**What you should do**. Return the records exactly as they are.

**Supplied data**.
++++++++++

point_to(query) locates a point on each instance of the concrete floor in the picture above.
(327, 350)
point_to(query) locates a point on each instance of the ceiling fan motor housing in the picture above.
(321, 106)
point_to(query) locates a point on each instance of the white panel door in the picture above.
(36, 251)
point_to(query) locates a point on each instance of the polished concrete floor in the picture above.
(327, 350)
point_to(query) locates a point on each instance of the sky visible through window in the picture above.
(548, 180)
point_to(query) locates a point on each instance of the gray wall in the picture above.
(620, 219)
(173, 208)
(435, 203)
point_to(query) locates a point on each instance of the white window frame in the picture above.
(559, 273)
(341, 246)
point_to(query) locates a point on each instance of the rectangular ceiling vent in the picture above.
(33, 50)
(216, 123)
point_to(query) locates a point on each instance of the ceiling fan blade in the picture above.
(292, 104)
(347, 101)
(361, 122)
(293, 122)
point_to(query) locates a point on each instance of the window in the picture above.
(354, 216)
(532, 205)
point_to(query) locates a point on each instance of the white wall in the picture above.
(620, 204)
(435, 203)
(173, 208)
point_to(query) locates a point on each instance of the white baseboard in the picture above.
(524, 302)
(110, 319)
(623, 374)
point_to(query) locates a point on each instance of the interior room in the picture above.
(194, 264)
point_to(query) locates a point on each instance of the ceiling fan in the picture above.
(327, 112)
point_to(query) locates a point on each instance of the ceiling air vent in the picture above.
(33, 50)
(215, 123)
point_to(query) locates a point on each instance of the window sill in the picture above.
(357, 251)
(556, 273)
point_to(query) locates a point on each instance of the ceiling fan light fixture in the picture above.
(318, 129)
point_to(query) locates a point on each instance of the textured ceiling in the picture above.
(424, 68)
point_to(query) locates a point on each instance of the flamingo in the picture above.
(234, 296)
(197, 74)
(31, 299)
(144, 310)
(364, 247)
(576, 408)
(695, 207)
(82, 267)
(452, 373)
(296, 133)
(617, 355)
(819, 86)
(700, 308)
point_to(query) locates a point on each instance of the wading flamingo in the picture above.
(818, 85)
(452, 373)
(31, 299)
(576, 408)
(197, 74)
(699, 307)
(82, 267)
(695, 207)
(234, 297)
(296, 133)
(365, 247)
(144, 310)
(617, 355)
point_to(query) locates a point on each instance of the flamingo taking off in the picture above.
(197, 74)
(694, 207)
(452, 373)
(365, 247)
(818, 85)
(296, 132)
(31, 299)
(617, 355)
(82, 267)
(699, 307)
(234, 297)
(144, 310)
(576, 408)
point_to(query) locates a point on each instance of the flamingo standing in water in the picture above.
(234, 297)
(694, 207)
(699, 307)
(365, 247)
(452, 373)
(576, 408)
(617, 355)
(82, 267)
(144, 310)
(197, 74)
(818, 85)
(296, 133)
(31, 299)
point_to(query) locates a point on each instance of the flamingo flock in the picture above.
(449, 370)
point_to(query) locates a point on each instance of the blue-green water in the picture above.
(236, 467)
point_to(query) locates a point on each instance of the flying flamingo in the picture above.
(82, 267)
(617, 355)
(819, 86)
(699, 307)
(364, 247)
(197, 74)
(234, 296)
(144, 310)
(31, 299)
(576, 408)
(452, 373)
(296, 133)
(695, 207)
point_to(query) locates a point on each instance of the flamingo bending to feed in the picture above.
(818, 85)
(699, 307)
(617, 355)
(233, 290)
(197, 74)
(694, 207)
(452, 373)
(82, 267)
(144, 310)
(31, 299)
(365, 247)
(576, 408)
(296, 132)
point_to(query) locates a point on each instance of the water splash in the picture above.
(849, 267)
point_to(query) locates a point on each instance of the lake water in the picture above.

++++++++++

**Response to this task**.
point_to(query) locates a point on each instance of the concrete floor in the picture above.
(327, 350)
point_to(query) locates a point on each instance of the ceiling fan motor housing in the picture above.
(321, 106)
point_to(query) locates a point on each instance of the white panel door in the picture above.
(36, 251)
point_to(query) locates a point on each instance of the polished concrete floor in the picture above.
(327, 350)
point_to(query) locates a point on each instance of the sky visible through window in the picture above.
(548, 180)
point_to(query) locates a point on each instance of the gray wall in the picture above.
(620, 219)
(173, 208)
(435, 203)
point_to(query) locates a point on each instance of the white window frame in the picture above.
(559, 273)
(341, 246)
point_to(query) locates a point on each instance of the rectangular ceiling vent in the picture above.
(33, 50)
(216, 123)
point_to(query) locates a point on each instance of the ceiling fan blade in the picture above.
(292, 104)
(347, 101)
(361, 122)
(293, 122)
point_to(query) locates a point on each instance of the window in the picture above.
(354, 216)
(532, 205)
point_to(query) locates a point on each instance of the white wall in the picture above.
(620, 204)
(435, 203)
(173, 208)
point_to(query) locates a point on each instance of the white baseboard in the picture above.
(524, 302)
(110, 319)
(623, 374)
point_to(query) locates a point on each instance of the interior room in the picture above.
(194, 264)
point_to(query) locates a point on each instance of the ceiling fan in the picture above.
(327, 112)
point_to(query) locates a point on each instance of the ceiling air vent in the picture above.
(33, 50)
(215, 123)
point_to(query) locates a point on each instance of the window sill in the picture above.
(357, 251)
(556, 273)
point_to(query) locates a point on each instance of the ceiling fan light fixture in the picture above.
(318, 129)
point_to(query) locates a point on each instance of the textured ceiling in the picture above.
(424, 68)
point_to(query) locates a point on each instance of the flamingo in the picture above.
(234, 296)
(197, 74)
(31, 299)
(144, 310)
(364, 247)
(576, 408)
(695, 207)
(82, 267)
(452, 373)
(296, 133)
(617, 355)
(819, 86)
(700, 308)
point_to(query) locates a point on each instance of the wading flamingo in the picture above.
(818, 85)
(452, 373)
(31, 299)
(576, 408)
(197, 74)
(699, 307)
(82, 267)
(695, 207)
(234, 297)
(296, 133)
(365, 247)
(144, 310)
(617, 355)
point_to(query) locates a point on each instance of the flamingo taking off in the picture above.
(197, 74)
(694, 207)
(452, 373)
(365, 247)
(818, 85)
(296, 132)
(31, 299)
(617, 355)
(82, 267)
(699, 307)
(234, 297)
(144, 310)
(576, 408)
point_to(query) locates a point on each instance of the flamingo standing in water in the picture above.
(234, 297)
(694, 207)
(699, 307)
(365, 247)
(452, 373)
(576, 408)
(617, 355)
(82, 267)
(144, 310)
(197, 74)
(818, 85)
(296, 133)
(31, 299)
point_to(query) locates a point on each instance of the flamingo flock in the picture above.
(449, 370)
point_to(query) locates a point on each instance of the blue-green water in the picture above.
(236, 467)
point_to(query) locates a point on each instance of the flying flamingo in the picture above.
(82, 267)
(617, 355)
(819, 86)
(699, 307)
(364, 247)
(197, 74)
(234, 296)
(144, 310)
(31, 299)
(576, 408)
(452, 373)
(296, 133)
(695, 207)
point_to(query) locates a point on each instance of the flamingo bending to feed in the picture above.
(818, 85)
(699, 307)
(617, 355)
(233, 290)
(197, 74)
(694, 207)
(452, 373)
(82, 267)
(144, 310)
(31, 299)
(365, 247)
(576, 408)
(296, 132)
point_to(query) locates a point on each instance of the water splash in the picture above.
(849, 267)
point_to(query) locates a point on each instance of the lake water in the picture above.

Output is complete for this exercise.